(Challenge)
Rewrite as a numbered list the lines of the material starting with the line containing "pilsen logo on" and going on through the line containing "[[[111,53],[81,52],[80,59],[114,61],[114,55]]]", leaving out any blank lines.

______________________________

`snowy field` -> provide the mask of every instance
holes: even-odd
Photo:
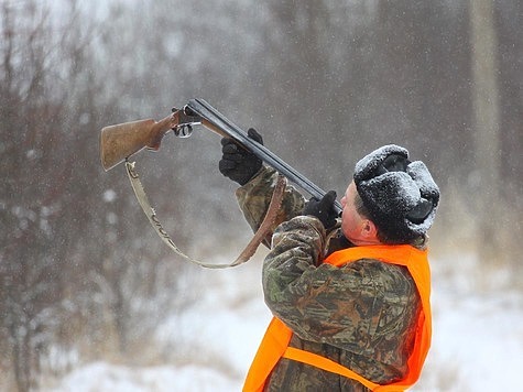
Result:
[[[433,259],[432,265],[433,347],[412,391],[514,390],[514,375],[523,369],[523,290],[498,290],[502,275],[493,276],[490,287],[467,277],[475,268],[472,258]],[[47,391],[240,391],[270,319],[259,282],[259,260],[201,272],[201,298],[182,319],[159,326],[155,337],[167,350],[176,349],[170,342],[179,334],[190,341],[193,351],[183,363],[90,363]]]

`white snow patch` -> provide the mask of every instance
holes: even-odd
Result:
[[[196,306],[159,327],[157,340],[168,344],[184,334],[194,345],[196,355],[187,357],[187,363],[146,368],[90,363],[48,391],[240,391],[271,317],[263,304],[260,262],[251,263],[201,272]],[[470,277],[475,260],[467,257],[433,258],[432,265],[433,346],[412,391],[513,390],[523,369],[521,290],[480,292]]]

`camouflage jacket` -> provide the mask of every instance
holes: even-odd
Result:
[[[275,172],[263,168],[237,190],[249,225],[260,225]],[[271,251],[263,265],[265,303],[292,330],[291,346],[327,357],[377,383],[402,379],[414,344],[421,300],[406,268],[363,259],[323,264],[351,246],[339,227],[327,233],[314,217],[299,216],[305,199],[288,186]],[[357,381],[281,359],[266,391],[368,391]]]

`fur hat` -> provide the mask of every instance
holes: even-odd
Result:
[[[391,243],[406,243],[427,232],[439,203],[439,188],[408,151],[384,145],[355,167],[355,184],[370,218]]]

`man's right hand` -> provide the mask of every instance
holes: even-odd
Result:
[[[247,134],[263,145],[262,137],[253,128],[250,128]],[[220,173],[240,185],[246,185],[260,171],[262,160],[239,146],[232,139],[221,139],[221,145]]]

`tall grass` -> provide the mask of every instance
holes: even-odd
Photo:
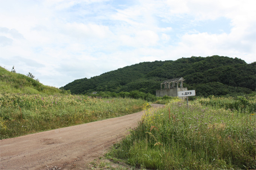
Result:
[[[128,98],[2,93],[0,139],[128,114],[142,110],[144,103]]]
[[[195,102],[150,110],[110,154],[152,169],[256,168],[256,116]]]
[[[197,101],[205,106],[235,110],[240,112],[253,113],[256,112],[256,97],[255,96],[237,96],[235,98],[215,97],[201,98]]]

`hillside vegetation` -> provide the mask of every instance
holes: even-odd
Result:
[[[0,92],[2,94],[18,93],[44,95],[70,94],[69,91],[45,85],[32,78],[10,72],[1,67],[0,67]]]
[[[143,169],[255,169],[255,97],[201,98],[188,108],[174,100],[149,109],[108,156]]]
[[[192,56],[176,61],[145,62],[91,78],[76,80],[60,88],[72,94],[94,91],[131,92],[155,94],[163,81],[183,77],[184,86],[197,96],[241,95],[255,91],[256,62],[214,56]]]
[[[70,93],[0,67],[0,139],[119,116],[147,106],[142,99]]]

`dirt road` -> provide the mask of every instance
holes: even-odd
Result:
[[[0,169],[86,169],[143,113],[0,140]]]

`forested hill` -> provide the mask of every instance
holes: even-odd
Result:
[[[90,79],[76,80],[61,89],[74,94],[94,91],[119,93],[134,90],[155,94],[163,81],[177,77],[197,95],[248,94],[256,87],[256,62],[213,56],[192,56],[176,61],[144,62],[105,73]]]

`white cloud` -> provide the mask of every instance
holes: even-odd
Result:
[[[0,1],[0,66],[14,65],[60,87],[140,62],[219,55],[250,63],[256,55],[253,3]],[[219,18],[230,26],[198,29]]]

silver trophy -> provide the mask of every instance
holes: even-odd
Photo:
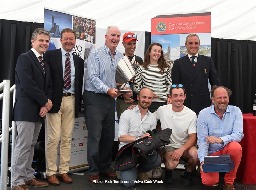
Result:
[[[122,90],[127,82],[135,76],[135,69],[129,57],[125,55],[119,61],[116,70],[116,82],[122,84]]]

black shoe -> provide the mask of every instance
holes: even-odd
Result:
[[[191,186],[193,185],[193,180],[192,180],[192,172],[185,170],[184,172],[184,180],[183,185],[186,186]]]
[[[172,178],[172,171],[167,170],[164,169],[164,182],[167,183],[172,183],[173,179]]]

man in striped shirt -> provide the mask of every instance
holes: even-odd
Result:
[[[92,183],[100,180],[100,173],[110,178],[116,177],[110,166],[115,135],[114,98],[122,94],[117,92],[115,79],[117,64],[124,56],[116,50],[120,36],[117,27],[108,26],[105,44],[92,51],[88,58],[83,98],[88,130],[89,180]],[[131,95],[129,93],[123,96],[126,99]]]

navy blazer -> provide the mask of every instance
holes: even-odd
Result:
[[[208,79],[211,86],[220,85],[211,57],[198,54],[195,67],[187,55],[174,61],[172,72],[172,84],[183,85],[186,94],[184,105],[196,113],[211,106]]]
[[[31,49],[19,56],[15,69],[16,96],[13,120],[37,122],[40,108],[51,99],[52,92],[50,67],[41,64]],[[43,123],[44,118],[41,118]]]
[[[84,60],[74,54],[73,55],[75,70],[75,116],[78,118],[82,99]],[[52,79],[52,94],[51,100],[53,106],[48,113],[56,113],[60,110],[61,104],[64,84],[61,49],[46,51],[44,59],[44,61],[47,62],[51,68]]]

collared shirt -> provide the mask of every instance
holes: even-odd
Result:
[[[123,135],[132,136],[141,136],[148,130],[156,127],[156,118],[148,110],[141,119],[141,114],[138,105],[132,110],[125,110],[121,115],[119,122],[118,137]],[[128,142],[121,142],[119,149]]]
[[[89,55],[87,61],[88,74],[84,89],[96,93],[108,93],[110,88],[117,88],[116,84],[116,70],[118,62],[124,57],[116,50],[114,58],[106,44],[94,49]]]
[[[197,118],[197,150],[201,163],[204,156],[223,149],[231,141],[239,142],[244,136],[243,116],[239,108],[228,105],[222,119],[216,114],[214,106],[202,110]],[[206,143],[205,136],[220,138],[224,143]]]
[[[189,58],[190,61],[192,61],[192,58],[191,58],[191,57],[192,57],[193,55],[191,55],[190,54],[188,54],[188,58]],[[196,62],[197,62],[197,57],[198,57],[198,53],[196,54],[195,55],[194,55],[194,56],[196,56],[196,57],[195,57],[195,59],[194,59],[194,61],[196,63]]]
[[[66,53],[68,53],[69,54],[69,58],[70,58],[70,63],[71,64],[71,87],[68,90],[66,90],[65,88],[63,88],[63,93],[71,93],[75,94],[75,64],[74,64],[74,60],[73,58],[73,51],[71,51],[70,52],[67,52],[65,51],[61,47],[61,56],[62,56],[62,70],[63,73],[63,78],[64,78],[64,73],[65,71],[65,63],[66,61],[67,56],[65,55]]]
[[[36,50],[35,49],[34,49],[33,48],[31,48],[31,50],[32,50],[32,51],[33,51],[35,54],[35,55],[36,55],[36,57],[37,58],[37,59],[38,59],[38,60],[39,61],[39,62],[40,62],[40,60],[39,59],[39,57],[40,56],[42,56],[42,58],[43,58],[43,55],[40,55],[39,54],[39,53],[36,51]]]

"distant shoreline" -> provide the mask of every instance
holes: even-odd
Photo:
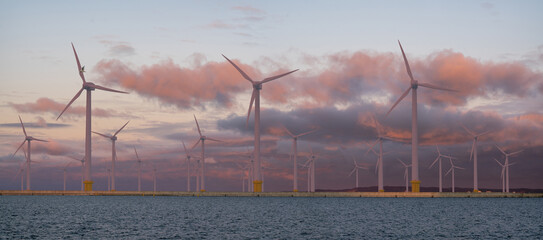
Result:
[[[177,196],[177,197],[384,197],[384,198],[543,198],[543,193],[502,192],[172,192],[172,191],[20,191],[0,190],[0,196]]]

______________________________

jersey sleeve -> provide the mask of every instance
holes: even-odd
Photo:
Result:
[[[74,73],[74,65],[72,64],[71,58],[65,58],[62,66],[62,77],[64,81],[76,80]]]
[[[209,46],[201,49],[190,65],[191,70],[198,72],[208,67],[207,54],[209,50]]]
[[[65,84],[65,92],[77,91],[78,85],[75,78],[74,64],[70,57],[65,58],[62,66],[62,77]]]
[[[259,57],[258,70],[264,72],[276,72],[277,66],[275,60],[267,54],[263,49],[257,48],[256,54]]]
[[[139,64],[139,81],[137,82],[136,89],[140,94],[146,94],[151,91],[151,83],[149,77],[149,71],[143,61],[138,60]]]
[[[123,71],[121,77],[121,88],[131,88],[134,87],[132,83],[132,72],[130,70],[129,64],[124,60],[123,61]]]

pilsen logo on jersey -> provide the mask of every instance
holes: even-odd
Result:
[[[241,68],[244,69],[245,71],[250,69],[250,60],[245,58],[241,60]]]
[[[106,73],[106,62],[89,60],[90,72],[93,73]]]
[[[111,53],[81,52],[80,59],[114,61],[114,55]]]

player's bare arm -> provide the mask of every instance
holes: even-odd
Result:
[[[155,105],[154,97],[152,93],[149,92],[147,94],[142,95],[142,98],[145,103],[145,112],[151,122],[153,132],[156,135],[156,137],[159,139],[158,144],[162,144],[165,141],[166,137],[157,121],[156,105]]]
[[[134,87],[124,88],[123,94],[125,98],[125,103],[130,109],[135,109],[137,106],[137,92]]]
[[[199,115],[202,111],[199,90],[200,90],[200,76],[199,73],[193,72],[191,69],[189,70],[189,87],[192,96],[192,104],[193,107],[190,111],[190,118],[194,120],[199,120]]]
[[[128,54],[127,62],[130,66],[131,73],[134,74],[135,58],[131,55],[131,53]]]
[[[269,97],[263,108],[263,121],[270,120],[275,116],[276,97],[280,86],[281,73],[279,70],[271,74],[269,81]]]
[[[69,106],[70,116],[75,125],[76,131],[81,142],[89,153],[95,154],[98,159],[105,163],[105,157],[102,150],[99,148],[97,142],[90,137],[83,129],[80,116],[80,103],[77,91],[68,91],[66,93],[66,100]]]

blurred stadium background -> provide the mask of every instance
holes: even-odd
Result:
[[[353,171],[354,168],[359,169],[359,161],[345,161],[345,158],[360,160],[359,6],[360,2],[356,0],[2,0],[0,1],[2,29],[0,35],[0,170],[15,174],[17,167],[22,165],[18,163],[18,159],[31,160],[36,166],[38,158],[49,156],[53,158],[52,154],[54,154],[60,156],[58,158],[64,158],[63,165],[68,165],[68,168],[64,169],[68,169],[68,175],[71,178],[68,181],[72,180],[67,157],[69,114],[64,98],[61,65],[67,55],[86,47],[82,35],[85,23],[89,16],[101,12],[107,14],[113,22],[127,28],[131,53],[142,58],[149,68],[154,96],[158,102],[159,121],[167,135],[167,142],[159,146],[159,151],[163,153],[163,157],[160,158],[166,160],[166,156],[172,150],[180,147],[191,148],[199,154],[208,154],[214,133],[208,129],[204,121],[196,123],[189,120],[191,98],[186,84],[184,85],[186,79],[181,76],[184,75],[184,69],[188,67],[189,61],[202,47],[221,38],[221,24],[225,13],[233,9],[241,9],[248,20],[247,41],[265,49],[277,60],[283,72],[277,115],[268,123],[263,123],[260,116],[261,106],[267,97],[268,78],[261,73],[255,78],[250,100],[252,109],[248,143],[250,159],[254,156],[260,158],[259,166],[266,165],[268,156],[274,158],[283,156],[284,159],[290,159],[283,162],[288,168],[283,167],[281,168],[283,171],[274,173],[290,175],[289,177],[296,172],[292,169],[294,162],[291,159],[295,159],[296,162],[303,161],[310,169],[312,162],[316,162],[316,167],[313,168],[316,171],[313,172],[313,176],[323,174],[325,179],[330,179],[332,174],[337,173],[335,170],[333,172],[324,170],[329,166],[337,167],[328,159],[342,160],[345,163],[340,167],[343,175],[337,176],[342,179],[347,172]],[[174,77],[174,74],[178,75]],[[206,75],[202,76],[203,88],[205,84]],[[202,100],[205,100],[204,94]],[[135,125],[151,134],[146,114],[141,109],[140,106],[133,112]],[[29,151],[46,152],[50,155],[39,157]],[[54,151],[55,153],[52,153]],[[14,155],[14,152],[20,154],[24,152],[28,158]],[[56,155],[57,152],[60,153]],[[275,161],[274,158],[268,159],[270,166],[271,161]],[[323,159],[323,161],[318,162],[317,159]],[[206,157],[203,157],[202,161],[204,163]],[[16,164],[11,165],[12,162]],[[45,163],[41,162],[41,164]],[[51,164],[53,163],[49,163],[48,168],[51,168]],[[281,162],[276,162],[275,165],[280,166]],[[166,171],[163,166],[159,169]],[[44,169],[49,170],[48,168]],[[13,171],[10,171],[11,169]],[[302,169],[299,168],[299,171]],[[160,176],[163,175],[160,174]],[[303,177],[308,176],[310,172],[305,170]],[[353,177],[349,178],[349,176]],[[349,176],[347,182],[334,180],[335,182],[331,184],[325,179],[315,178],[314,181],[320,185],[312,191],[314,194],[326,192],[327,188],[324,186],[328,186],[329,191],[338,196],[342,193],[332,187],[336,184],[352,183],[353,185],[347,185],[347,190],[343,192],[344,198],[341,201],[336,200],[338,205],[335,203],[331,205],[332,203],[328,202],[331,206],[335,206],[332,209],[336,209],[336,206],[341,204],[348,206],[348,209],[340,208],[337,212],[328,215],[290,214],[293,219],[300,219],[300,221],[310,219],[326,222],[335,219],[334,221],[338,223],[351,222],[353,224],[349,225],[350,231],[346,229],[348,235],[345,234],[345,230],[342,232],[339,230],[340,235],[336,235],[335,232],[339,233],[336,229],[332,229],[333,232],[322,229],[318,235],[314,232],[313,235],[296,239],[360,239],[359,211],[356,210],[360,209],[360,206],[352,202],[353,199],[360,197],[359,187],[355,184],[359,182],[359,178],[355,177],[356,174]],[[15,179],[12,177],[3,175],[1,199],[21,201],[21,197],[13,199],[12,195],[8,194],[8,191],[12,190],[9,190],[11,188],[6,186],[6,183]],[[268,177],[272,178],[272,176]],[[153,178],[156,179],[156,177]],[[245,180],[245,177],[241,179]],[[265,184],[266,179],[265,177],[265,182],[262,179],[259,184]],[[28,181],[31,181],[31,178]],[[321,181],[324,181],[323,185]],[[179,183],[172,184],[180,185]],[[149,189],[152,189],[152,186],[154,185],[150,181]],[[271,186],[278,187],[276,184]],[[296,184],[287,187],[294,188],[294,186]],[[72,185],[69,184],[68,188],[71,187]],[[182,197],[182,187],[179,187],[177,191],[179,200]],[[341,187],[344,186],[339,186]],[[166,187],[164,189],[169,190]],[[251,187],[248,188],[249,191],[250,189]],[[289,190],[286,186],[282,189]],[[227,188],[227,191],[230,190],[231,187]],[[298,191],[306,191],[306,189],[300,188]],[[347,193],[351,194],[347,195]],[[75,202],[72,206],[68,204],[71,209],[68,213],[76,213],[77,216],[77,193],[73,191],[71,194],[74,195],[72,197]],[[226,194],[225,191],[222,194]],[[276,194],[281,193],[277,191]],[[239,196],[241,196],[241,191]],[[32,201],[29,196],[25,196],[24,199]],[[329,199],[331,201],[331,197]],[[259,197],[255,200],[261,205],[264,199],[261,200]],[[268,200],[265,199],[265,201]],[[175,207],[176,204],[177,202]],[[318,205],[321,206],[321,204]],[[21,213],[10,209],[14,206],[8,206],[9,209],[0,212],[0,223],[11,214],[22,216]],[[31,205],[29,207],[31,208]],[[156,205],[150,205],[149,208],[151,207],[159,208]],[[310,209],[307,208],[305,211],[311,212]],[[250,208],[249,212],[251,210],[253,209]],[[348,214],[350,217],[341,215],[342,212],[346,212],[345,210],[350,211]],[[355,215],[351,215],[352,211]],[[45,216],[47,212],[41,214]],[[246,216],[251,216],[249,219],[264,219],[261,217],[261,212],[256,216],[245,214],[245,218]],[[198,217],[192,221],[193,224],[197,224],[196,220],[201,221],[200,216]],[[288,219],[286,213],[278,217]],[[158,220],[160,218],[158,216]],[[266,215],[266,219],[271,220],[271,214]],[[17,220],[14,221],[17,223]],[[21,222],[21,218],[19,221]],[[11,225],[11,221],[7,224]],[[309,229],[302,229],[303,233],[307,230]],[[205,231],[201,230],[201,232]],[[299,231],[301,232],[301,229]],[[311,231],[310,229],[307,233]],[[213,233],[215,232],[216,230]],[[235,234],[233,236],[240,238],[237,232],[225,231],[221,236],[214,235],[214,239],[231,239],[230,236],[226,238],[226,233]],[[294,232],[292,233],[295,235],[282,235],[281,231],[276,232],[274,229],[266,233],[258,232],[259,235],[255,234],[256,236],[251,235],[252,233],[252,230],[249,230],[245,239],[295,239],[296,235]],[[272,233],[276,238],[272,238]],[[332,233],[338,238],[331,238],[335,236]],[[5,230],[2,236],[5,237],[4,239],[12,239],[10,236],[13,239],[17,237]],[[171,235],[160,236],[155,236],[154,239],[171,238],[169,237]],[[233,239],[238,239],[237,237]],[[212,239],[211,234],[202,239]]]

______________________________

(Response to this task)
1. pilsen logo on jersey -> provide the mask of every instance
2. holes: even-odd
3. Result:
4. [[[241,68],[244,69],[245,71],[250,69],[250,60],[245,58],[241,60]]]
5. [[[106,73],[106,62],[89,60],[90,72],[93,73]]]
6. [[[111,53],[81,52],[80,59],[114,61],[114,55]]]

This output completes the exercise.